Pointing dataset items:
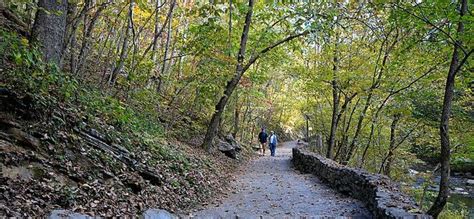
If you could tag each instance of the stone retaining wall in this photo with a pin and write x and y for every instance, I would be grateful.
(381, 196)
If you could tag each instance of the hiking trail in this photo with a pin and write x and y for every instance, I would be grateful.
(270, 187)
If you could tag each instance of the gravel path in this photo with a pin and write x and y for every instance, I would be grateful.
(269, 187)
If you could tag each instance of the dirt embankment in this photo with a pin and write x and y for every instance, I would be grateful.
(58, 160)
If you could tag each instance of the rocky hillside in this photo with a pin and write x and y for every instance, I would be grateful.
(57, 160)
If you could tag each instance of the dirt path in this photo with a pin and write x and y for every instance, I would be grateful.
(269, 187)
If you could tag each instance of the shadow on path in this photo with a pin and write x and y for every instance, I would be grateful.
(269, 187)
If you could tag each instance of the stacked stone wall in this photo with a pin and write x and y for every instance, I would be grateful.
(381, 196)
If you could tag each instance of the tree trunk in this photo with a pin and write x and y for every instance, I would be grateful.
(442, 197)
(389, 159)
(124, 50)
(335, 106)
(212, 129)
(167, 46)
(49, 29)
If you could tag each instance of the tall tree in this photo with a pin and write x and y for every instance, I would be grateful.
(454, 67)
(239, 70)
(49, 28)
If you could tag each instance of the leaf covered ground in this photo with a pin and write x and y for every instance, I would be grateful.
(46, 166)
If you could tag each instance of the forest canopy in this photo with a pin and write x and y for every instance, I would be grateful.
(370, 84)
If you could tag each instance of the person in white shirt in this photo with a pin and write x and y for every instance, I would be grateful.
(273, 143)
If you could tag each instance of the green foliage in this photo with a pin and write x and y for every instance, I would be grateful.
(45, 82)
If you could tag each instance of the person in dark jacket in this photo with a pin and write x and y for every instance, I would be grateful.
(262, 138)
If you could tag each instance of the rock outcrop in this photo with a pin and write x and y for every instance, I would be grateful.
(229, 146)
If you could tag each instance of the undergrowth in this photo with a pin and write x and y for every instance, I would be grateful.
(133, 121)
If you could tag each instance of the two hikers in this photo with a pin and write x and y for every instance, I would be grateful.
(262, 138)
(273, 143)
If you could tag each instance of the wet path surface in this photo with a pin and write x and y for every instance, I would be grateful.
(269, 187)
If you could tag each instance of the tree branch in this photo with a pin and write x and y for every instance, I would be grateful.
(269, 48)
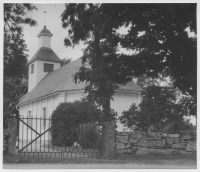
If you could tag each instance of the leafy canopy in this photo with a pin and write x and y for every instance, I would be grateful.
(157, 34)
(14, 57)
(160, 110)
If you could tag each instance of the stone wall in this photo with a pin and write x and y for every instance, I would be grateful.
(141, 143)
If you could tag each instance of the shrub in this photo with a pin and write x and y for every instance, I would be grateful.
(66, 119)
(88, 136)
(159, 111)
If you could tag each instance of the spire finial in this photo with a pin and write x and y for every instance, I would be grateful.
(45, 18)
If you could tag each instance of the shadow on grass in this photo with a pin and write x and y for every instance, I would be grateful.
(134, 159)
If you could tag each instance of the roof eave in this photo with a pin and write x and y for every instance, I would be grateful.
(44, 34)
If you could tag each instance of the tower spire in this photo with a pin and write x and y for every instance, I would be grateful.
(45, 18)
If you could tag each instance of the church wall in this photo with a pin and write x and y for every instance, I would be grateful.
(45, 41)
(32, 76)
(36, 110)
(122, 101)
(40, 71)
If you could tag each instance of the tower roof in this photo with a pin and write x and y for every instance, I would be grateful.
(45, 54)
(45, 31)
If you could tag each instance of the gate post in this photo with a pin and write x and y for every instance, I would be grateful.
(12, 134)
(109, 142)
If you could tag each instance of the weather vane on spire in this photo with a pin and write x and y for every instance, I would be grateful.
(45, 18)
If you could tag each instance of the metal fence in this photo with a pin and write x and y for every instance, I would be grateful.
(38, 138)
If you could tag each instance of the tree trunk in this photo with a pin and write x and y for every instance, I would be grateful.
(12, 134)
---
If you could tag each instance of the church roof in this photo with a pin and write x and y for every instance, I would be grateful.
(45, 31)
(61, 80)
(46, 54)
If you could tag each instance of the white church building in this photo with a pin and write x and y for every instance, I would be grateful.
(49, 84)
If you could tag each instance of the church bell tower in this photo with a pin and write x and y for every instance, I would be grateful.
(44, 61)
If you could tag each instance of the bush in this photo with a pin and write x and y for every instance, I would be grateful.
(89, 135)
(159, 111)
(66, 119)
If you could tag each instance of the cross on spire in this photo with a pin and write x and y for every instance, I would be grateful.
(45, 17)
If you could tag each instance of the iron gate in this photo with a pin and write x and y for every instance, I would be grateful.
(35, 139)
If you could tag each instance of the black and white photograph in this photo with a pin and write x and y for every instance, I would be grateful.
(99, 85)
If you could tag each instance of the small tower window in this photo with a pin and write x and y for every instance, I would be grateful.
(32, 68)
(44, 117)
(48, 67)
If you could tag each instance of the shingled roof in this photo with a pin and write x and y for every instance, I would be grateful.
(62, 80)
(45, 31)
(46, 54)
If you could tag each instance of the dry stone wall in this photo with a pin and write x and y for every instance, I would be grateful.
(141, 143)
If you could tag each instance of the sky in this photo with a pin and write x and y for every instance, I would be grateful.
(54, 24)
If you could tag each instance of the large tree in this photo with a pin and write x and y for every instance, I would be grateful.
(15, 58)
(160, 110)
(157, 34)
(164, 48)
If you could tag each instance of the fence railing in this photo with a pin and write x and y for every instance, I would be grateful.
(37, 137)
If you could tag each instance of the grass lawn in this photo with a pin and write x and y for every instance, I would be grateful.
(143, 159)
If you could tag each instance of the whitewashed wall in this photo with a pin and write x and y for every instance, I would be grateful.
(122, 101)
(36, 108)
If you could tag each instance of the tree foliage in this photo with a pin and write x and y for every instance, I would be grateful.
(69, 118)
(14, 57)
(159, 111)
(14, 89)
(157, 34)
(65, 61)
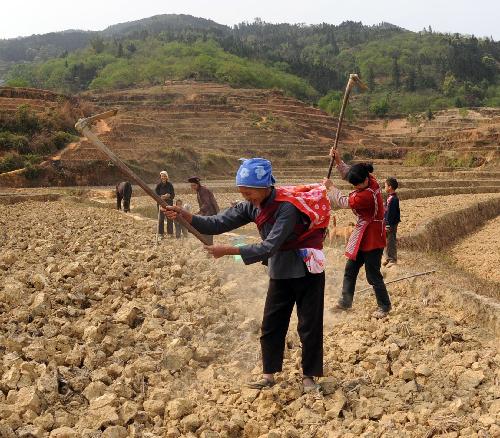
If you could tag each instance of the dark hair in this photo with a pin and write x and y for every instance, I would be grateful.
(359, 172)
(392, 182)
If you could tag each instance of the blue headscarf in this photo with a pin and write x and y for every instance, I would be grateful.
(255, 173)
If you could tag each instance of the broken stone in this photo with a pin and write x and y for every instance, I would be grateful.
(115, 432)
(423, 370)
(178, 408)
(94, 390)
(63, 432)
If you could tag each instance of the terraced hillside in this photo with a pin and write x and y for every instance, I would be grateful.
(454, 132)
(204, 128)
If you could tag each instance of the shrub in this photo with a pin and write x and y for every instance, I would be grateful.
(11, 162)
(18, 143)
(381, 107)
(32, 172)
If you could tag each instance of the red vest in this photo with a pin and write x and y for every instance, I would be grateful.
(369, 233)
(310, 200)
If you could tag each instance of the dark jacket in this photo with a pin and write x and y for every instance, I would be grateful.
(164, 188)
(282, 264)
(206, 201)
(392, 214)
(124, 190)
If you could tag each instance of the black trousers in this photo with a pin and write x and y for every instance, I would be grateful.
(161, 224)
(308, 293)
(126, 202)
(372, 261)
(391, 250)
--
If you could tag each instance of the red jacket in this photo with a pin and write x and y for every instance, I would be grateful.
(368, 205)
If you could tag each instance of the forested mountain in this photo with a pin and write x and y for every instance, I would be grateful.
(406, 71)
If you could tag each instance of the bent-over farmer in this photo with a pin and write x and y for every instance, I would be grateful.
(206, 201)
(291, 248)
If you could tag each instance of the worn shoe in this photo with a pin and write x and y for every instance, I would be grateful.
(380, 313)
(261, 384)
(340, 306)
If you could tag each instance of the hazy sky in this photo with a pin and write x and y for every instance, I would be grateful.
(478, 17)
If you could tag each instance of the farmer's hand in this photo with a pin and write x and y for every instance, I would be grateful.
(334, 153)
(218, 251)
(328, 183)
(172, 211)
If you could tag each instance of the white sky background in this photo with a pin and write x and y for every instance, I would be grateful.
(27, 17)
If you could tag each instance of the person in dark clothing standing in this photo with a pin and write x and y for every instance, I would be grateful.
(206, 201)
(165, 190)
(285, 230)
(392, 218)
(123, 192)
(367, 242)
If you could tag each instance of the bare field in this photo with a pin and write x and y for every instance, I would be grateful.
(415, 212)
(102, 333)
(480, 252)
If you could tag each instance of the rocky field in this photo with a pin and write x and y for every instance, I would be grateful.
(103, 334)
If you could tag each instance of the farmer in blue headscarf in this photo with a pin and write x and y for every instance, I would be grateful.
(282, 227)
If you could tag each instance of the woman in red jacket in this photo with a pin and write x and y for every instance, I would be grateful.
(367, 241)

- **Problem to work on**
Please count how many lines in the items above contain the string "spire", treating uppercase and lowercase as different, and reply with only that number.

- **Completed task**
4